* _Task list_
#1 In the forum thread about repairing a broken desk joint, what kind of desk has the broken joint?
#2 From the desk repair thread, return word for word the part that opens with the words containing "Thanks again!" and closes with "to prevent dripping.".

━━━━━ Reading passage

# Repairing broken joint on desk



## Astubits (Jul 27, 2018)

Greetings,

I have posted once before on here, but have just returned back to the project. I am looking to repair a broken joint on a 1930's roll top desk.

The break occurs along the track for the roll top, so a mechanical solution isn't possible.

I was about to go at it with regular PVA glue, but I think there are too many gaps for this to be effective.

I honestly haven't had much experience with epoxies, but I am thinking this might be the way to go. Please see the photos below for reference.

If not epoxy, what do you recommend? And if epoxy, any suggestions?


----------



## bilyo (May 20, 2015)

Are your pictures sideways? It might be helpful if you could pull back a bit and take a couple of shots to show how the break relates to the entire piece.


----------



## Astubits (Jul 27, 2018)

Thanks Bilyon. Not really sideways, the piece is on its side. Here's an image with more perspective, hope it helps! You might have to zoom just a bit to find the break.


----------



## Astubits (Jul 27, 2018)

Break is in the bottom right corner of the piece laying atop the desk. It's pretty small, but really significant. That little bit of flex is causing the rolltop/tambour to fall out of track. I just need to rebuild and strengthen that break and we should be golden. Added points if the fix looks good!


----------



## RichT (Oct 14, 2016)

This is a textbook application for epoxy putty. Here is a blog post that will walk you through it. Done right, it will not only look good, it will be virtually undetectable. The difference between the blog post and your situation is that the wood is finished, and you won't want to do any of the obscuring. If there weren't structural issues, I'd recommend a hard fill, but that won't strengthen the piece.

http://lumberjocks.com/RichTaylor/blog/121721

Feel free to contact me with any questions.


----------



## Astubits (Jul 27, 2018)

Rich,

Thank you so much for this, I really appreciate the primer.

I always thought this was used for defects and voids. Does this have a similar holding strength to a wood glue?

The wood is split beyond the major defect, but the epoxy won't work there, should I glue that first?

Thanks again!


----------



## rwe2156 (May 7, 2014)

I only have experience using thickened epoxy.

Tint to match finish.

Tape as required to prevent dripping.


----------



## RichT (Oct 14, 2016)

> Rich,
> 
> Thank you so much for this, I really appreciate the primer.
> 
> ...


Yes, it will bond the wood. Practice on some test pieces to see. How you work with it will depend on your plans for the desk. If you're going to be doing some refinishing or finish repair, then you can carve and sand it like my blog post. If not, then I'd recommend using a putty knife to level it and then a damp sponge to clean the surface.

Also, you'll want to use a backer board on the inside channel. Tape won't do it because you're going to be packing the putty in pretty tight. Put some packing tape on a strip of wood that fits the channel and clamp it down tight.


----------



## bilyo (May 20, 2015)

Has the break spread apart or is there a lot of missing wood? How thick is the wood at the break? If the wood has spread at the break, will clamps pull it back together? If so, are there still gaps?


----------



## Mahdeew (Jul 24, 2013)

For something like that I would use bondo used for auto body repair work. Just have to use the right color pencils to match the color.


----------



## Astubits (Jul 27, 2018)

Does Bondo offer any sort or structural support?

This is a joint that experiences a degree of force every time the roll top is raised or lowered.


----------



## Mahdeew (Jul 24, 2013)

Well, it is used in car repair and it binds to metal/wood very well. The crack looks small enough that it shouldn't cause any issues. If you think about it, a dented hood that has been repaired with bondo goes through a lot of stress when it is opened and slammed shot. Same thing with doors and so on. I think it will work out just fine.


----------



## Astubits (Jul 27, 2018)

Good point! I think the epoxies might get closer to the color assuming all things equal.


----------

━━━━━━━━━━
━━━━━ Dataset content

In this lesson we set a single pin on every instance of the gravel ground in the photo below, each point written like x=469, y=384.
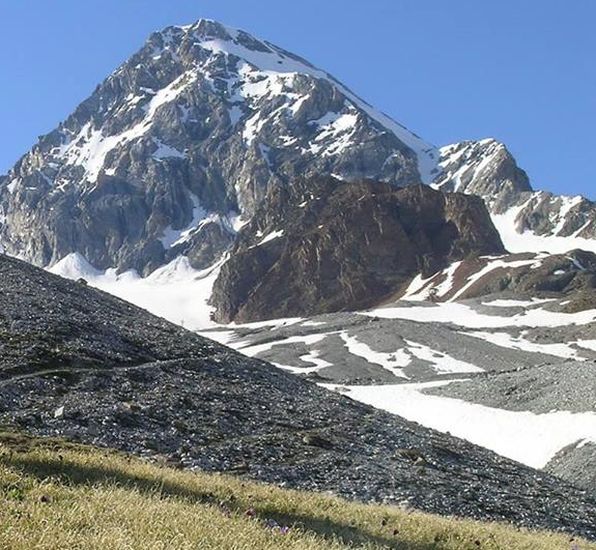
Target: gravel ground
x=80, y=364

━━━━━━━━━━

* _Responses to the tasks_
#1 A 1930's roll top desk.

#2
Thanks again!


----------



## rwe2156 (May 7, 2014)

I only have experience using thickened epoxy.

Tint to match finish.

Tape as required to prevent dripping.